_Entries shown_.
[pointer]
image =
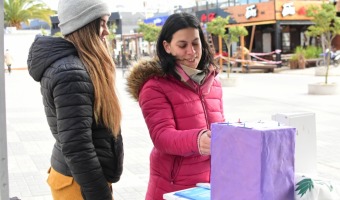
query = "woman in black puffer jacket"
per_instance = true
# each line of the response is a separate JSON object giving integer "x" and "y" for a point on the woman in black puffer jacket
{"x": 77, "y": 77}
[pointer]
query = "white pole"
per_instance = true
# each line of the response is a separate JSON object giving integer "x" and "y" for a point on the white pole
{"x": 4, "y": 189}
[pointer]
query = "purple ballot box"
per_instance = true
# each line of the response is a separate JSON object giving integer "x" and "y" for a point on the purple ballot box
{"x": 252, "y": 161}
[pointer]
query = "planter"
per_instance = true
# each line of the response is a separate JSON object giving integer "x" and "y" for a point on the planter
{"x": 333, "y": 71}
{"x": 323, "y": 89}
{"x": 229, "y": 82}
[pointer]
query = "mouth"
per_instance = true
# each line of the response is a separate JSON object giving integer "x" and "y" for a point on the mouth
{"x": 191, "y": 59}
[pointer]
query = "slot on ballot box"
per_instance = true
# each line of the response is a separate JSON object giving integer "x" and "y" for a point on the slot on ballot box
{"x": 252, "y": 160}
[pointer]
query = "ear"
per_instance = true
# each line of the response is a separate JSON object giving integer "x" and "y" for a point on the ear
{"x": 167, "y": 47}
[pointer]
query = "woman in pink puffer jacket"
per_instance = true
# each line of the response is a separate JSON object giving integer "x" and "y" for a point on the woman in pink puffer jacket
{"x": 180, "y": 96}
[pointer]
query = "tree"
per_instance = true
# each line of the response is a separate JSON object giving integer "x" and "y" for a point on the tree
{"x": 218, "y": 27}
{"x": 326, "y": 25}
{"x": 150, "y": 33}
{"x": 17, "y": 11}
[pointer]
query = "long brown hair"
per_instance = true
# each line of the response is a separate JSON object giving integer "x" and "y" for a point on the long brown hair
{"x": 101, "y": 68}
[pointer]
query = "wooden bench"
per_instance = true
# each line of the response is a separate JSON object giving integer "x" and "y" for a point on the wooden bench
{"x": 267, "y": 68}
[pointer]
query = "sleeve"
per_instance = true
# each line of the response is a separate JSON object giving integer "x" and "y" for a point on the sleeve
{"x": 73, "y": 97}
{"x": 159, "y": 118}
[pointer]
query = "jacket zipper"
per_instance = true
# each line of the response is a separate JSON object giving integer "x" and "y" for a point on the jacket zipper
{"x": 203, "y": 105}
{"x": 175, "y": 169}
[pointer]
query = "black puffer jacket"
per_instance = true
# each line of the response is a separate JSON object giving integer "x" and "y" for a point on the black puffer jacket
{"x": 83, "y": 149}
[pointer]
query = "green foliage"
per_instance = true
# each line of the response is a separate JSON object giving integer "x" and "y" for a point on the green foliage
{"x": 304, "y": 185}
{"x": 17, "y": 11}
{"x": 218, "y": 27}
{"x": 312, "y": 52}
{"x": 299, "y": 54}
{"x": 326, "y": 25}
{"x": 150, "y": 31}
{"x": 306, "y": 53}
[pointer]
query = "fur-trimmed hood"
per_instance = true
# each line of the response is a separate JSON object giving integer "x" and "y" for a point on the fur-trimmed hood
{"x": 140, "y": 72}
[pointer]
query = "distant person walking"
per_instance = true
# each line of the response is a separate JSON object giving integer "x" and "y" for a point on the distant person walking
{"x": 8, "y": 60}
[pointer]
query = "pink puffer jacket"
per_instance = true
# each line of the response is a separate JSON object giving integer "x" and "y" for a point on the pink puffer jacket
{"x": 175, "y": 112}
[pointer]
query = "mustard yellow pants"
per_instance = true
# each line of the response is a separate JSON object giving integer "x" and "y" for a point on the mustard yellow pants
{"x": 64, "y": 187}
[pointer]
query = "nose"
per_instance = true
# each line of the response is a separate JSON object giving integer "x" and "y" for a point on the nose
{"x": 105, "y": 32}
{"x": 191, "y": 49}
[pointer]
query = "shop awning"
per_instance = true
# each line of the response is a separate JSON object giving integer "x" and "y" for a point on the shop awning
{"x": 158, "y": 21}
{"x": 253, "y": 23}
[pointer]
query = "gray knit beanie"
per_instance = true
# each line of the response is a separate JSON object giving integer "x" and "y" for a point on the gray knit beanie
{"x": 74, "y": 14}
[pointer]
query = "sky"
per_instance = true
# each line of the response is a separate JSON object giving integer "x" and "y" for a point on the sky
{"x": 137, "y": 5}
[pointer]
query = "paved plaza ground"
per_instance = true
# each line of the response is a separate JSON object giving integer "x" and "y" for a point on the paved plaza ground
{"x": 258, "y": 97}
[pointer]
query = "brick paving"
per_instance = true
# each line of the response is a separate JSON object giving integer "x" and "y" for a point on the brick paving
{"x": 258, "y": 97}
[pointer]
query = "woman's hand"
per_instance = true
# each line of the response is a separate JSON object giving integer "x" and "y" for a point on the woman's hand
{"x": 204, "y": 142}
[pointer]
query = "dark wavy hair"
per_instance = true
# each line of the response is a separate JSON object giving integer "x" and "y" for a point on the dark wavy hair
{"x": 174, "y": 23}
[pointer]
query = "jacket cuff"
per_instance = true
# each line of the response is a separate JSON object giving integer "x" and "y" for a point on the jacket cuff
{"x": 198, "y": 140}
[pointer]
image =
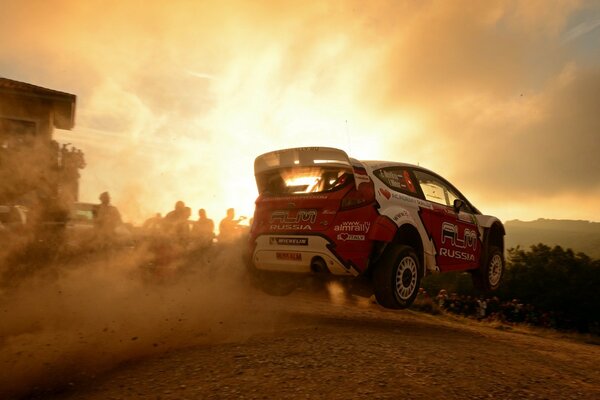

_Set problem_. Show every line of the lines above that contains the word "ground".

_Full solution_.
query = "paved plaza ground"
# each line of the response is a separate JSON object giving integer "x" and "y" for a point on the paved plaza ground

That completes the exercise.